• [Location labeling records]
* Begin *

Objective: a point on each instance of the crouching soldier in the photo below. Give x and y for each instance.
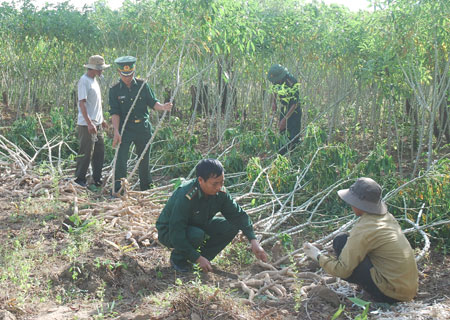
(375, 255)
(189, 225)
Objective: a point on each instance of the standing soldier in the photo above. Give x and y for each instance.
(287, 90)
(125, 95)
(90, 123)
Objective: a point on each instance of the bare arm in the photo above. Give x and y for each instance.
(163, 107)
(115, 119)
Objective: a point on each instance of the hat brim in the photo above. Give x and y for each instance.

* End *

• [TASK TO CARRY OUT]
Turn each non-blank line of the material above into a row of a Markdown table with the columns Row and Content, numbering the rows in order. Leave the pictures out.

• [ANSWER FOR THE TASK]
| Row | Content |
|---|---|
| 1 | Objective: a point on each instance of the crouching soldier in the photo below. Give x and y for each instance. |
| 2 | (375, 255) |
| 3 | (189, 225) |
| 4 | Objective: a point on each instance of the standing soldier in the photo above. Give x and y for each instance. |
| 5 | (287, 90) |
| 6 | (125, 95) |
| 7 | (90, 123) |
| 8 | Objective: a point on each instance of the bare arm in the photo above. Give x and y for each instance. |
| 9 | (163, 107) |
| 10 | (115, 119) |
| 11 | Objective: a point on each instance of the hat brim in the photo above. Give x and y for each instance. |